FRAGMENTO PROPORCIONADO =>

Han pasado cinco años y no nos hemos dado cuenta. Cinco años largos desde que un concierto musical se convirtiera en una sinfonía mortal. La sala Bataclan contempló como casi noventa personas se desplomaban en su último baile. Desde entonces, hemos podido reflexionar sobre el poder de la agresividad enferma, hasta dónde estamos dispuestos a consentir su evolución, los medios para atajarlo. ¿Hay que ser civilizado con él o se combate con más de lo mismo?
El tiempo ha ayudado a olvidar pero nada se perdona en cuanto las hemerotecas desempolvan el pasado. El terrorismo es un fenómeno ambulante que nace y muere en la cuna del adoctrinamiento. Vivir sin él es un imposible porque siempre habrá locos dispuestos a sacrificar su vida, y la de otros, en favor de una abstracción que promete lo que no conoce. Su mueve como una serpiente de cascabel entre la normalidad. Aparece y desaparece protegido por la cobardía de ejecutores radicales en el propósito aniquilador. El mal de la ideologización es alimentado por manipuladores que juegan con el desencanto. Estas celebraciones duelen porque sabemos que nunca terminarán, laten en la continuidad del extremismo. Quienes hacen del horror un arma para reivindicar lo que su inteligencia no sabe defender con el debate las explotan para sembrar más miedo.

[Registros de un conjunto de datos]
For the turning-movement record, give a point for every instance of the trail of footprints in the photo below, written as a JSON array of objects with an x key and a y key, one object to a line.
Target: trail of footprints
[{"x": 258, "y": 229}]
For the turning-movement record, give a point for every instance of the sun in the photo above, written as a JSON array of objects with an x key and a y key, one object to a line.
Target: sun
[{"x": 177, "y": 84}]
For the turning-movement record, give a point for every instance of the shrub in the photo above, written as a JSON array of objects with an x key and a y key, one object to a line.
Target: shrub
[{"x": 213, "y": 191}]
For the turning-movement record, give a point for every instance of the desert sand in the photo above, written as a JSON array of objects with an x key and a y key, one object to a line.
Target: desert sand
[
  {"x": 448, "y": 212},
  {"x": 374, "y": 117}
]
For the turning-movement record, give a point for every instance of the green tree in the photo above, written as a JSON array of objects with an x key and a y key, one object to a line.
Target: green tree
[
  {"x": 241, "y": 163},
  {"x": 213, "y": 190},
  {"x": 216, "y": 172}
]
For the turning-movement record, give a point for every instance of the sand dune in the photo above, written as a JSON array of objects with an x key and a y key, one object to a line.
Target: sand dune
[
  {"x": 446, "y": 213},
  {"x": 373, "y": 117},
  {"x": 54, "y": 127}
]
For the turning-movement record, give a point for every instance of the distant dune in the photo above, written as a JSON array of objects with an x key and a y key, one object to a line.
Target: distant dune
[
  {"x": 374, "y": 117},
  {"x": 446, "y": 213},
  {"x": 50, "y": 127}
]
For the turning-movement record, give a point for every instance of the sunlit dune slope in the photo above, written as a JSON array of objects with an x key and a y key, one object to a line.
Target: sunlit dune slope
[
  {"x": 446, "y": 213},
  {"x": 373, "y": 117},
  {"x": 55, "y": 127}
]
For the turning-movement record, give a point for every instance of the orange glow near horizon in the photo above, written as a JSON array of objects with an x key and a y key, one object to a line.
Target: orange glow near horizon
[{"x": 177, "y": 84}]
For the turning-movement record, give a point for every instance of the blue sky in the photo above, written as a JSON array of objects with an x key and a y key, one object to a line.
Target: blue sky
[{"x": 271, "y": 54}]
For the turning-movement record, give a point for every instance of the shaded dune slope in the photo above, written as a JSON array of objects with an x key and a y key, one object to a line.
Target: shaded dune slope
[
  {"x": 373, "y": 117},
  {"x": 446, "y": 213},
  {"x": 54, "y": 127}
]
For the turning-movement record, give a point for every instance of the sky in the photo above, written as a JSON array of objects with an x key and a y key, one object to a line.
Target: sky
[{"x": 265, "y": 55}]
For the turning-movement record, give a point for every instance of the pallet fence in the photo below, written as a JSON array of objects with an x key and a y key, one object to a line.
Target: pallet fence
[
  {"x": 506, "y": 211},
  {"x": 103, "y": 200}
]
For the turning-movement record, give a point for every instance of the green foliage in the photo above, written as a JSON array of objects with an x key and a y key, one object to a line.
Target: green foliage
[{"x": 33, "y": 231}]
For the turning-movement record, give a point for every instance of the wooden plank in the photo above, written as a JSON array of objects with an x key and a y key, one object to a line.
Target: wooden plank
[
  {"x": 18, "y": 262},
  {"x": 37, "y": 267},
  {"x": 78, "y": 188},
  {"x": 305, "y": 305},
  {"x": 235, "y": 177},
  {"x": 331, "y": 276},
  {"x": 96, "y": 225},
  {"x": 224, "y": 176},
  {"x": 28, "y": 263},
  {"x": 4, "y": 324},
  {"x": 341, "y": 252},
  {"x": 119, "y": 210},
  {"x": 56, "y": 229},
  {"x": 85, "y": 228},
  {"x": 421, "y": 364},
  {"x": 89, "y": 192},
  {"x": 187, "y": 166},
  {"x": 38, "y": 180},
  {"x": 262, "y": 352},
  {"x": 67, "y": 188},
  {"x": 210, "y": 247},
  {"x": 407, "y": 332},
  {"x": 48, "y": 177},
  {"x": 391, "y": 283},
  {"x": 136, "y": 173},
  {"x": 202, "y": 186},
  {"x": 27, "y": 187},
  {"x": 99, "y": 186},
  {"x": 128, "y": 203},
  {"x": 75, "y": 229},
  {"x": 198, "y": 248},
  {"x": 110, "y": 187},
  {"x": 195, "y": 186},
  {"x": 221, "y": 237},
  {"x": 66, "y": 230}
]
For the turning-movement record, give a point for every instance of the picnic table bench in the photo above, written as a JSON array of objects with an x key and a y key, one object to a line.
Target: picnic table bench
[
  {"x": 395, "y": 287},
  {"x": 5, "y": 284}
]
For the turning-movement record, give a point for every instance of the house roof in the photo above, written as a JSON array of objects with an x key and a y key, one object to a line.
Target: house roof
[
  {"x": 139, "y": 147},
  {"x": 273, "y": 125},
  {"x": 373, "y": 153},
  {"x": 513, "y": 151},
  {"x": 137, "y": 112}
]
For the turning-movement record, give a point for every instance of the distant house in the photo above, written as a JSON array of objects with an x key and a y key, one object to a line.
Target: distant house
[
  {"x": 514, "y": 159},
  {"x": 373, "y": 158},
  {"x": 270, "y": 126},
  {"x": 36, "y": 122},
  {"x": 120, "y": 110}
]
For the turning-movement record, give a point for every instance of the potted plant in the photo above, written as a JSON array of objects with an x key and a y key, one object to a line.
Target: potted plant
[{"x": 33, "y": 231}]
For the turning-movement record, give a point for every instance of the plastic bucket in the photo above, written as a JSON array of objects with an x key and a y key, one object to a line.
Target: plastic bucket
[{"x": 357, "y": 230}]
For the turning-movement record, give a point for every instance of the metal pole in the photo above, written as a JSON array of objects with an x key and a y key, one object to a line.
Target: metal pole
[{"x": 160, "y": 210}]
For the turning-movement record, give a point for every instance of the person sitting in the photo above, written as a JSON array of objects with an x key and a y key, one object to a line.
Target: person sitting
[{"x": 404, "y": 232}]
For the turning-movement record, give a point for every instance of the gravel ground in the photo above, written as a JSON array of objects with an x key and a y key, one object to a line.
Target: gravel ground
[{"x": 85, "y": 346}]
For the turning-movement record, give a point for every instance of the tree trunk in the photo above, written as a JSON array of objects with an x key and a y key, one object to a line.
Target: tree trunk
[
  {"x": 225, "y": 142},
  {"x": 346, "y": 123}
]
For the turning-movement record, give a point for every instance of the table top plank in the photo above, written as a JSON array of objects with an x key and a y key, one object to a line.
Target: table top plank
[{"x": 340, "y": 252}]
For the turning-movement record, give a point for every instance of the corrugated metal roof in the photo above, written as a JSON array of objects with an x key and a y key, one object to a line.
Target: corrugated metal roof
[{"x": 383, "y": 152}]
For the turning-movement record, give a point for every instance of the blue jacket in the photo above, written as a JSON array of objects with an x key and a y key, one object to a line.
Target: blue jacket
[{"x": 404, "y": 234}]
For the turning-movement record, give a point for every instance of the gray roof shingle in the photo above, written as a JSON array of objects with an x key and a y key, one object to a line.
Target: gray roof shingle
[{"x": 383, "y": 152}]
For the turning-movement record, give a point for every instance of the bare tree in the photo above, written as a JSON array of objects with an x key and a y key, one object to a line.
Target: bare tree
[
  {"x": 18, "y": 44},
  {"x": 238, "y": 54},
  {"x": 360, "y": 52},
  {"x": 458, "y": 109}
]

QUÉ DEBES HACER =>
1) Reproduce el pasaje del texto sobre Bataclan que empieza con las palabras que contienen "El tiempo ha" y termina con "sembrar más miedo.".
2) Según el texto sobre Bataclan, ¿cuántas personas se desplomaron en la sala?
Los ítems son un material aparte del texto sobre Bataclan.

RESULTADOS DEL EJERCICIO =>
1)
El tiempo ha ayudado a olvidar pero nada se perdona en cuanto las hemerotecas desempolvan el pasado. El terrorismo es un fenómeno ambulante que nace y muere en la cuna del adoctrinamiento. Vivir sin él es un imposible porque siempre habrá locos dispuestos a sacrificar su vida, y la de otros, en favor de una abstracción que promete lo que no conoce. Su mueve como una serpiente de cascabel entre la normalidad. Aparece y desaparece protegido por la cobardía de ejecutores radicales en el propósito aniquilador. El mal de la ideologización es alimentado por manipuladores que juegan con el desencanto. Estas celebraciones duelen porque sabemos que nunca terminarán, laten en la continuidad del extremismo. Quienes hacen del horror un arma para reivindicar lo que su inteligencia no sabe defender con el debate las explotan para sembrar más miedo.

2) Casi noventa personas.